WHAT TO WORK ON: Transcription should be exact. Include all entries.
==============================
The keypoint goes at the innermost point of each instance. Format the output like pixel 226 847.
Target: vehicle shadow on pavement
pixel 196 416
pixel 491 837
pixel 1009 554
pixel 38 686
==============================
OUTPUT FOR THIS TASK:
The keypoint goes at the innermost point of each instance. Format the output like pixel 226 847.
Target: vehicle shadow on pavement
pixel 196 416
pixel 491 837
pixel 1009 554
pixel 38 686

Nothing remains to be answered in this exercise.